Exercise aim: Copy all of the data below, changing "purple" to "violet" wherever it appears and leaving everything else the same.

Supplied data:
================================
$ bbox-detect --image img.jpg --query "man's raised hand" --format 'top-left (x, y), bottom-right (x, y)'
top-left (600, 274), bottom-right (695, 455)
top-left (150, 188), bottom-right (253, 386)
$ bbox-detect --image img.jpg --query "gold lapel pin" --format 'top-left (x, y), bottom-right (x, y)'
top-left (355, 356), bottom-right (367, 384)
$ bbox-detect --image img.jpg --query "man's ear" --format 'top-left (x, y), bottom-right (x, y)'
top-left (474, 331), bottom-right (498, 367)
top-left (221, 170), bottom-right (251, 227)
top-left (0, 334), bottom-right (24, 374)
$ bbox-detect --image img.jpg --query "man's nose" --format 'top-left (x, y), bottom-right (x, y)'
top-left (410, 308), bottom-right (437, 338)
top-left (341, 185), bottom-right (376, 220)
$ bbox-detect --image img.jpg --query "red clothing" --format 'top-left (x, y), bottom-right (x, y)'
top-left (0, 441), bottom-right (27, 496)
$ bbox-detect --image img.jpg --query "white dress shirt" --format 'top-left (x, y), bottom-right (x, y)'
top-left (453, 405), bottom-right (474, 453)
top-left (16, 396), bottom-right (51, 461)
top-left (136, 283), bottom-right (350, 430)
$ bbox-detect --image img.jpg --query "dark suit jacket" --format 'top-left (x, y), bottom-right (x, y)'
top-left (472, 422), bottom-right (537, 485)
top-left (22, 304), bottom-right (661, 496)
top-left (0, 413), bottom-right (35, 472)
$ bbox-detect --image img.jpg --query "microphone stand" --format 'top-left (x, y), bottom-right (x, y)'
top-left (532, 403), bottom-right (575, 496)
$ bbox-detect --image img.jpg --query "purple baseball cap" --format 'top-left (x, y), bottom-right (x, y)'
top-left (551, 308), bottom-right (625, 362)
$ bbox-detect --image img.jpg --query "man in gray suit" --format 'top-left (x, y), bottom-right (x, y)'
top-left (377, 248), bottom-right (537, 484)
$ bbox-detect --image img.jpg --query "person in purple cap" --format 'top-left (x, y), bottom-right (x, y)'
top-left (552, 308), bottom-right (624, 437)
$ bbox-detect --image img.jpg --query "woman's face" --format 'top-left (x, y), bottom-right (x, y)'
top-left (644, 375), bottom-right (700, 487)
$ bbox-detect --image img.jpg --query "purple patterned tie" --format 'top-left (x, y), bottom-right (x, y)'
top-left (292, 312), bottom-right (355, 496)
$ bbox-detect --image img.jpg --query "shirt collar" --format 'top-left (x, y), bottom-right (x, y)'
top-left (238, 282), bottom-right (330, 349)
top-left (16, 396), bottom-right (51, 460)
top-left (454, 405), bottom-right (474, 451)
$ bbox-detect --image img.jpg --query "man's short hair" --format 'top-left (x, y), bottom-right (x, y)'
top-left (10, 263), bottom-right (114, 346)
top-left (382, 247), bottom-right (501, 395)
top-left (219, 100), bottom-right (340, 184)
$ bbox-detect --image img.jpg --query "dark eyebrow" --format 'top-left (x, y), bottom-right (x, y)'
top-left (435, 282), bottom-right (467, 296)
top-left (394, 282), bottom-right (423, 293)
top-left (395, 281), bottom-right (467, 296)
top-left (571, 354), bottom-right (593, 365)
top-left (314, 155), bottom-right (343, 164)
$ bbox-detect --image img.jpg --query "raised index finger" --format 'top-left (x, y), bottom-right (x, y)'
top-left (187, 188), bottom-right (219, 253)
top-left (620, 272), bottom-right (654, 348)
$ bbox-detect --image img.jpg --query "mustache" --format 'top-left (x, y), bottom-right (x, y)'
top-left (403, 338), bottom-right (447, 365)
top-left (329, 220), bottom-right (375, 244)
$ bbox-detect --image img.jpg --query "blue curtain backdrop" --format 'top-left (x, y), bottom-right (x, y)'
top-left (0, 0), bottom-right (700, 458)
================================
Reply to the task:
$ bbox-detect --image img.jpg --query "man's raised hand" --format 'top-left (x, y), bottom-right (x, y)'
top-left (600, 274), bottom-right (695, 455)
top-left (150, 188), bottom-right (253, 386)
$ bbox-detect --image img.jpg --query "gold lapel pin" --format 'top-left (x, y), bottom-right (x, y)'
top-left (355, 356), bottom-right (367, 384)
$ bbox-detect --image img.jpg --query "man's ear" --format 'top-left (x, y), bottom-right (x, y)'
top-left (474, 331), bottom-right (498, 367)
top-left (221, 170), bottom-right (251, 227)
top-left (0, 334), bottom-right (24, 374)
$ bbox-detect --image img.jpg --query "man's nose" --format 'top-left (x, y), bottom-right (x, y)'
top-left (410, 308), bottom-right (437, 338)
top-left (341, 185), bottom-right (376, 220)
$ bbox-detect --image img.jpg --query "red clothing" --format 'top-left (x, y), bottom-right (x, y)'
top-left (0, 441), bottom-right (27, 496)
$ bbox-detect --image img.jpg --query "white dress shirt" --format 'top-left (x, y), bottom-right (x, y)'
top-left (453, 405), bottom-right (474, 453)
top-left (16, 396), bottom-right (51, 461)
top-left (136, 283), bottom-right (350, 430)
$ bbox-detect --image img.jpg --query "dark suit jacket" --format 'top-left (x, y), bottom-right (x, y)'
top-left (472, 422), bottom-right (537, 485)
top-left (22, 304), bottom-right (661, 496)
top-left (0, 413), bottom-right (35, 472)
$ bbox-detect --image img.jpg --query "microphone stand" --format 'top-left (x, y), bottom-right (x, y)'
top-left (532, 403), bottom-right (575, 496)
$ bbox-detect --image img.jpg --query "violet baseball cap" --format 'top-left (x, y), bottom-right (x, y)'
top-left (551, 308), bottom-right (625, 362)
$ bbox-detect --image img.jpg --query "man in gray suit" --format 'top-left (x, y), bottom-right (x, y)'
top-left (377, 248), bottom-right (537, 484)
$ bbox-detect --image img.jpg --query "person in violet cap" --format 'top-left (x, y), bottom-right (x, y)'
top-left (552, 308), bottom-right (624, 437)
$ bbox-detect --image img.jpg --query "woman's face" --format 'top-left (x, y), bottom-right (x, y)'
top-left (644, 375), bottom-right (700, 487)
$ bbox-detect --image img.jpg --query "violet patterned tie" --format 'top-left (x, y), bottom-right (x, y)'
top-left (292, 312), bottom-right (355, 496)
$ bbox-detect --image img.jpg --query "shirt collar" --format 'top-left (x, y), bottom-right (x, y)'
top-left (238, 282), bottom-right (330, 349)
top-left (16, 396), bottom-right (51, 460)
top-left (454, 405), bottom-right (474, 451)
$ bbox-detect --image img.jpg --query "man's short hair" --format 'top-left (x, y), bottom-right (x, y)'
top-left (10, 263), bottom-right (114, 346)
top-left (382, 247), bottom-right (501, 395)
top-left (219, 100), bottom-right (340, 184)
$ bbox-detect --image img.jpg --query "dark eyebrow" --format 'top-left (x, y), bottom-right (x, y)'
top-left (435, 282), bottom-right (467, 296)
top-left (394, 282), bottom-right (423, 293)
top-left (395, 281), bottom-right (467, 296)
top-left (571, 354), bottom-right (593, 365)
top-left (314, 155), bottom-right (343, 164)
$ bbox-detect --image img.jpg --query "raised index finger" --format 'top-left (x, y), bottom-right (x, y)'
top-left (187, 188), bottom-right (219, 253)
top-left (620, 272), bottom-right (654, 348)
$ bbox-detect --image img.jpg --query "mustache" --format 'top-left (x, y), bottom-right (x, y)'
top-left (403, 338), bottom-right (447, 365)
top-left (329, 220), bottom-right (375, 244)
$ bbox-detect --image img.jpg --query "blue curtain backdrop" --format 'top-left (x, y), bottom-right (x, y)'
top-left (0, 0), bottom-right (700, 458)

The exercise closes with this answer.